■ SELECTED TEXT ■
═══

People wishing to have a seasonal flu vaccination, who do not meet the above eligibility criteria, are able to get vaccinated at one of the many pharmacies and supermarkets, who offer this service.

Pneumococcal vaccination

All adults Over 65 years of age, persons greater than 2 years of age with chronic lung or heart disorder, diabetes, chronic liver disease, alcoholism, spinal fluid leaks, cardiomyopathy, chronic bronchitis, emphysema (COPD), spleen dysfunction (sickle cell disease), leukaemia, multiple myeloma, kidney failure, organ transplanation, immunosupressive conditions including HIV.

If you are eligible to receive this vaccination please book an appointment in our weekly combined flu/pneumococcal/shingles/whooping cough clinics OR ask during your next doctor or nurse appointment.

Shingles vaccination

• There is now a vaccination available to protect you from shingles.
• For the year, 2015, NHS England has issued guidance that the shingles vaccination available for people born on or between 2/9/1942 & 1/9/1945, 2/9/1935 & 1/9/1937.
• Why is shingles vaccination needed?
• Most of us had chickenpox when we were young and some will not be aware that we’ve had it.
• If we did have it, then the virus that caused it can stay in our bodies for the rest of our lives without our knowing it is there.
• Sometimes, however, the virus reactivates when we’re older and causes a disease called shingles.
• So shingles isn’t like other infectious diseases because you don’t catch it from someone else.
• Shingles can be very painful and tends to affect people more commonly as they get older.
• And the older you are, the worse it can be. For some, the pain can last for many years.
• There is now a vaccine that can reduce your risk of getting shingles or reduce the severity of its symptoms should you
develop the disease.

How do you catch shingles? – You don’t catch shingles.

═══

■ SOURCE INFORMATION ■
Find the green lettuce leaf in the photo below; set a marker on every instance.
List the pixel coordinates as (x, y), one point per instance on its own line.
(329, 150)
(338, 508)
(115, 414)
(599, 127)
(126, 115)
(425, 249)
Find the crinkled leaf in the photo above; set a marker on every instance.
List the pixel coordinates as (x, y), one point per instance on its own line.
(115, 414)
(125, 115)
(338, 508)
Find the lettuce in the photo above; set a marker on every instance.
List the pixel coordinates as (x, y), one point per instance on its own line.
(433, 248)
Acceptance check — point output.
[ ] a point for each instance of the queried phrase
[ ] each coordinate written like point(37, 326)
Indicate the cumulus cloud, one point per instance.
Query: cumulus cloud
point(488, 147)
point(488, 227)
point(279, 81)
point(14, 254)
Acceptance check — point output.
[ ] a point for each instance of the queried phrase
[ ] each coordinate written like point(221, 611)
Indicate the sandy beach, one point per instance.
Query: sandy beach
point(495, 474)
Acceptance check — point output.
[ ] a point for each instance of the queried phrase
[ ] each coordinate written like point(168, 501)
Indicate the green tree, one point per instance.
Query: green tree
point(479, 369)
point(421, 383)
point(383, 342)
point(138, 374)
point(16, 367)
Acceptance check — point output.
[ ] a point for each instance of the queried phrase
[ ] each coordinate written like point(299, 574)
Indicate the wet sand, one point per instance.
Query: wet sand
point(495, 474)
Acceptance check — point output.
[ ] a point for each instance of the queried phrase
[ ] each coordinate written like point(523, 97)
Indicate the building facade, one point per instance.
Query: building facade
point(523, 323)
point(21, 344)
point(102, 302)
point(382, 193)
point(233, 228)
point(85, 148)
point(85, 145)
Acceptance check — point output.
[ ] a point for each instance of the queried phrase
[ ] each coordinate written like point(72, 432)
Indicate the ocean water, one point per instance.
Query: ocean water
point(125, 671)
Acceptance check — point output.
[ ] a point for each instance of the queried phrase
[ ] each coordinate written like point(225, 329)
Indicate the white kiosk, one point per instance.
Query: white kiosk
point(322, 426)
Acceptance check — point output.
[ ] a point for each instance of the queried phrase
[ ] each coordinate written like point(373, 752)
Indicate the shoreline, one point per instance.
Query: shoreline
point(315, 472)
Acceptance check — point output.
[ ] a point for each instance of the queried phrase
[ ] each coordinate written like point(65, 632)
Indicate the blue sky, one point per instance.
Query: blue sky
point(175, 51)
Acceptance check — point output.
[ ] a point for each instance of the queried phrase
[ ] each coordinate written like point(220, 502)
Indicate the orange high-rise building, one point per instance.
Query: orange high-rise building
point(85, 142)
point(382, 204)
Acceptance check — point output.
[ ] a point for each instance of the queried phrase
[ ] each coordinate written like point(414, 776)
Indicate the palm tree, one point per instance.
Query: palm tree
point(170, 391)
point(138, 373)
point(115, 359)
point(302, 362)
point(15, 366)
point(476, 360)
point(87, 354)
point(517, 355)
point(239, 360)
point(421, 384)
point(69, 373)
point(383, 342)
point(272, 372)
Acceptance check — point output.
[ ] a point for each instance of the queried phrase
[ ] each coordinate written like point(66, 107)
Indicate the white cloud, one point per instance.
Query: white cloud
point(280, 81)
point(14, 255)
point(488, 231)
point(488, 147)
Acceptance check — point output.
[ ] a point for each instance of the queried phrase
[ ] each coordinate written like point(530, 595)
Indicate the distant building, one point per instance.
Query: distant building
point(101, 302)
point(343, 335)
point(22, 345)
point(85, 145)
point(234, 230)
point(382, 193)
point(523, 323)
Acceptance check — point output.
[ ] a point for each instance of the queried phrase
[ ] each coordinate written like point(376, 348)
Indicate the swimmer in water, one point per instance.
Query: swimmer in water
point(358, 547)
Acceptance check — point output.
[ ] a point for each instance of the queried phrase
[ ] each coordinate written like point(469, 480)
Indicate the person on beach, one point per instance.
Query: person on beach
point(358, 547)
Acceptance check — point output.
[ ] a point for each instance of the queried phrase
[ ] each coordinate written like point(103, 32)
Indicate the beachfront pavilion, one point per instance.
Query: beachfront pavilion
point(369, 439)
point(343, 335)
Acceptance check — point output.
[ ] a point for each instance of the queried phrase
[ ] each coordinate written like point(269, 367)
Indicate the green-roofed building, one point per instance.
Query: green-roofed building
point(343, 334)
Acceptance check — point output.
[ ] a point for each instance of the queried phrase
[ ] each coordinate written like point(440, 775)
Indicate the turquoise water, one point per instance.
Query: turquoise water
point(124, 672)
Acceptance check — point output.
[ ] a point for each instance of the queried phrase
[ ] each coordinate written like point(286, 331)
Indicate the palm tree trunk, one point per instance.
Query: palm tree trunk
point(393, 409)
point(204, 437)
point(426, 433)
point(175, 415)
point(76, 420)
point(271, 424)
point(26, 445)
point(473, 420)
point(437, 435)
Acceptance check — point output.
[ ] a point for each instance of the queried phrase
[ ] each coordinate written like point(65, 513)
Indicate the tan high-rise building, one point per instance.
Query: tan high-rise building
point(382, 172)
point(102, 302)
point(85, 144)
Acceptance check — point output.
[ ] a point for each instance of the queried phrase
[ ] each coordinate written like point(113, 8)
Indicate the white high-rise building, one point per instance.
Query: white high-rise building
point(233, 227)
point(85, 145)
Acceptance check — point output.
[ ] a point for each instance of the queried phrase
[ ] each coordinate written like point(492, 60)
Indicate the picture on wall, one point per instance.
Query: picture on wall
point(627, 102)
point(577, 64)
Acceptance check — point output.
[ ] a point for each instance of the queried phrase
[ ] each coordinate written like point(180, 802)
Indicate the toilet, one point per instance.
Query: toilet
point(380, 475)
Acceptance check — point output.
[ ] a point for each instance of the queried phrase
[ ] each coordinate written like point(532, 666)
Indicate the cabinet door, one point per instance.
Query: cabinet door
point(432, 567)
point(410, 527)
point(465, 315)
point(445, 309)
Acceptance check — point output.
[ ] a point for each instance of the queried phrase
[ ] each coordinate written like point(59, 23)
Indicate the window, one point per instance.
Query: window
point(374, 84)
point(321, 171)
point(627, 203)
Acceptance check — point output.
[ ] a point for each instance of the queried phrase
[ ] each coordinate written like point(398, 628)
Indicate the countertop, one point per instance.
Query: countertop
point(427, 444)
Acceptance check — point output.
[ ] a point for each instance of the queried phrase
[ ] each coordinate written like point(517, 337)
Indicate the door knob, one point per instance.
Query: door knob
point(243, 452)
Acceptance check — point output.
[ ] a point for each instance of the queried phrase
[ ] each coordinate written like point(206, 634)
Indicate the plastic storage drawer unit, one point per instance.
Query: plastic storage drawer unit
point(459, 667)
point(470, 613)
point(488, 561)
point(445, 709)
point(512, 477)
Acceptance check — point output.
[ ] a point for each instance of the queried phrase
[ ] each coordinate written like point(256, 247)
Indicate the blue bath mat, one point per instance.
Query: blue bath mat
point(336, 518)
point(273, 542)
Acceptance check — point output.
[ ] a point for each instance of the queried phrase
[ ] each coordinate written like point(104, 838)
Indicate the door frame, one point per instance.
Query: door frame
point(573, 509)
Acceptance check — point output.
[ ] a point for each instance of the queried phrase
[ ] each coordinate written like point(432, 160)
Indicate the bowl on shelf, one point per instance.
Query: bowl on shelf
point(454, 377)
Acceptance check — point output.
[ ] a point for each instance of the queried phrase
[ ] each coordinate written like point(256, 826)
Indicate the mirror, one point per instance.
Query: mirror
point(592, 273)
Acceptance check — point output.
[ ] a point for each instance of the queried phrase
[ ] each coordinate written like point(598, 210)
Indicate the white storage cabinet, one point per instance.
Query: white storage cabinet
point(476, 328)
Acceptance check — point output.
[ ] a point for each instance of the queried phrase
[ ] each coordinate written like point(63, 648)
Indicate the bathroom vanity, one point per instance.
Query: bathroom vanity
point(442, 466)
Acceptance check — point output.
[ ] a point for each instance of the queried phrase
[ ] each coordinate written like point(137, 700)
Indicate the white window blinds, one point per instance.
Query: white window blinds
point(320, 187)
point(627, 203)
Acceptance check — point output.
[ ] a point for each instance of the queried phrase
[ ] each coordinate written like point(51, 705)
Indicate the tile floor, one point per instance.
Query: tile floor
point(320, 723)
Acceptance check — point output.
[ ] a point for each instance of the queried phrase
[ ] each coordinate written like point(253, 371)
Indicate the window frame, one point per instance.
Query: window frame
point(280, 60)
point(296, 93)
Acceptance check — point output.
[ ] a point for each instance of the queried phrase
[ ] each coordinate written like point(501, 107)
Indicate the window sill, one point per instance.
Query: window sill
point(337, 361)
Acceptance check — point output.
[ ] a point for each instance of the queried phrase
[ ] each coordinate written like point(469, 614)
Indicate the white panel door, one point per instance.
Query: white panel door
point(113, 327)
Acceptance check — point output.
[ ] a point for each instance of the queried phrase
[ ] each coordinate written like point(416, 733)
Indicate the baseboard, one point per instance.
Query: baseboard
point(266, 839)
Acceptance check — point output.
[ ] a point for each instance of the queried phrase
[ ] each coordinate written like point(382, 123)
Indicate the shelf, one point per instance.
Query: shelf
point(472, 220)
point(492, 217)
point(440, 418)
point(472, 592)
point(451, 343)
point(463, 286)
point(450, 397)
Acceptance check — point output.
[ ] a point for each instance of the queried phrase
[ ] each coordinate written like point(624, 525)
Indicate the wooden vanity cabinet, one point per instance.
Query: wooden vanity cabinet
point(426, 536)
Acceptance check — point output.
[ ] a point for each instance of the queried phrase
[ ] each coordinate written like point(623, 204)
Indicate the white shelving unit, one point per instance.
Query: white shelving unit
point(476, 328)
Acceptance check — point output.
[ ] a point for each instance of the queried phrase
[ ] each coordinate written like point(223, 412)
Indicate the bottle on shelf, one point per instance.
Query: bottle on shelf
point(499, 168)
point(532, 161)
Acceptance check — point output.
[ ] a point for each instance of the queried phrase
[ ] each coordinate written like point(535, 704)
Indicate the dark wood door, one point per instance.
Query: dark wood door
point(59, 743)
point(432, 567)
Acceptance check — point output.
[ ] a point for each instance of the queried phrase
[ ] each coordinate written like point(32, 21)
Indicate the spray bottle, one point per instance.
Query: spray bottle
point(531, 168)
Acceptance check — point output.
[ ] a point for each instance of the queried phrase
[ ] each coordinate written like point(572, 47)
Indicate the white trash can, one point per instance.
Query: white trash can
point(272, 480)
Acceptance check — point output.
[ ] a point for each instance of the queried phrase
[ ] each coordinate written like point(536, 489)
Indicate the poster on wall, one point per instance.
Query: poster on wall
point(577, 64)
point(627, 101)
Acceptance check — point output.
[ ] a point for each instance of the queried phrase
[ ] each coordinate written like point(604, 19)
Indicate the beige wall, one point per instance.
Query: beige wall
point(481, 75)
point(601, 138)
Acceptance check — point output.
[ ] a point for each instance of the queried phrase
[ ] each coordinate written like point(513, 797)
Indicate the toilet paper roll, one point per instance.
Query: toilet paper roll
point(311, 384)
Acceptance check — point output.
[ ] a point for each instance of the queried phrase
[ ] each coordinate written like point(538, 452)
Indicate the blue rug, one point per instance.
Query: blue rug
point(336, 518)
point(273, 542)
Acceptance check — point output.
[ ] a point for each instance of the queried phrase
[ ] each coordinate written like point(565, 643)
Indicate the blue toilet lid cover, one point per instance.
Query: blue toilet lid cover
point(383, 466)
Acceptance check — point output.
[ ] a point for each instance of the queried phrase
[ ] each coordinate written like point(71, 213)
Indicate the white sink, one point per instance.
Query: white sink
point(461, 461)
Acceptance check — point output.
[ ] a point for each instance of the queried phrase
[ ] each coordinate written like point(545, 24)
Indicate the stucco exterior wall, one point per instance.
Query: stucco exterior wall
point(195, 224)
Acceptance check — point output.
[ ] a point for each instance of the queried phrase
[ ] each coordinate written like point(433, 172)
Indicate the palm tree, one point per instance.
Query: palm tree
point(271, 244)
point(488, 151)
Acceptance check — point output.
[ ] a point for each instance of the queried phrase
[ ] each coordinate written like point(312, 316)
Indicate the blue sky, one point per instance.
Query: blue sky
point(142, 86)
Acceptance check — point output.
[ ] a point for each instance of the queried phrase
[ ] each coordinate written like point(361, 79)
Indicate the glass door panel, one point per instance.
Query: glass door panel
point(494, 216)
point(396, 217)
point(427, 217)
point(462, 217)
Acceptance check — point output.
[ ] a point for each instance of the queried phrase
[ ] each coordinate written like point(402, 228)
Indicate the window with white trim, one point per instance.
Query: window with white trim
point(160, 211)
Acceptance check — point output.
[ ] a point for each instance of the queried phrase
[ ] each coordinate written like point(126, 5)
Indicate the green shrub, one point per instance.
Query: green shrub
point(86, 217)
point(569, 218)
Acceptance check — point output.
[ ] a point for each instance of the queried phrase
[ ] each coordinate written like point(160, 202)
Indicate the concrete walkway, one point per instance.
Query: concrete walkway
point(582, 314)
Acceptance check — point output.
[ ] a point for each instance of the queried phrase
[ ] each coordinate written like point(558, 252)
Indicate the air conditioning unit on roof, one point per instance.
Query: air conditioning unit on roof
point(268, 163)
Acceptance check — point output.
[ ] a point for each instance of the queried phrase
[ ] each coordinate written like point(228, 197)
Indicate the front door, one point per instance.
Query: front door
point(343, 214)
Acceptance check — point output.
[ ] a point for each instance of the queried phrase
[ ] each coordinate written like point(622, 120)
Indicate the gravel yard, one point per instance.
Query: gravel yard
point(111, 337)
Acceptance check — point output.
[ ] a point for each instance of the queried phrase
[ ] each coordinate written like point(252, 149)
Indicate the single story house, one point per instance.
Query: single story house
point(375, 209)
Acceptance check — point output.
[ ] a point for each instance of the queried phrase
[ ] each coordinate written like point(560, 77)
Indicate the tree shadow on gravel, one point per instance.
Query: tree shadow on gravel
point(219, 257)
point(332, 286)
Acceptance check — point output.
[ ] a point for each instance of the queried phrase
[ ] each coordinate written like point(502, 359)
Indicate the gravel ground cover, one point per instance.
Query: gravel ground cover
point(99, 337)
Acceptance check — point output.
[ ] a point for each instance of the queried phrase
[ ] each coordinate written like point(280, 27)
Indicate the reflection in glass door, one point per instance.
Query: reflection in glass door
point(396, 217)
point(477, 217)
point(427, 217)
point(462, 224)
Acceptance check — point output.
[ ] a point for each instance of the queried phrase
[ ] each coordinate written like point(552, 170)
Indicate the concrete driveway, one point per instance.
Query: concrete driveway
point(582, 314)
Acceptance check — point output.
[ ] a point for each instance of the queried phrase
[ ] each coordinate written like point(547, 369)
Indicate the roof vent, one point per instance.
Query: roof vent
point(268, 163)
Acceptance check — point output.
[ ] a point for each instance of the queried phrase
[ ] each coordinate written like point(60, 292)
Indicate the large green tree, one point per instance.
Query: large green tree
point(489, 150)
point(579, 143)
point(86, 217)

═══

■ ASSIGNMENT 1 ■
According to the vaccination text, where can people who don't meet the eligibility criteria get a seasonal flu vaccination?
■ ASSIGNMENT 2 ■
Copy the part of the vaccination text word for word, starting with "People wishing to" and going on through "you from shingles.".

■ ANSWER BOX 1 ■
At one of the many pharmacies and supermarkets that offer this service.

■ ANSWER BOX 2 ■
People wishing to have a seasonal flu vaccination, who do not meet the above eligibility criteria, are able to get vaccinated at one of the many pharmacies and supermarkets, who offer this service.

Pneumococcal vaccination

All adults Over 65 years of age, persons greater than 2 years of age with chronic lung or heart disorder, diabetes, chronic liver disease, alcoholism, spinal fluid leaks, cardiomyopathy, chronic bronchitis, emphysema (COPD), spleen dysfunction (sickle cell disease), leukaemia, multiple myeloma, kidney failure, organ transplanation, immunosupressive conditions including HIV.

If you are eligible to receive this vaccination please book an appointment in our weekly combined flu/pneumococcal/shingles/whooping cough clinics OR ask during your next doctor or nurse appointment.

Shingles vaccination

• There is now a vaccination available to protect you from shingles.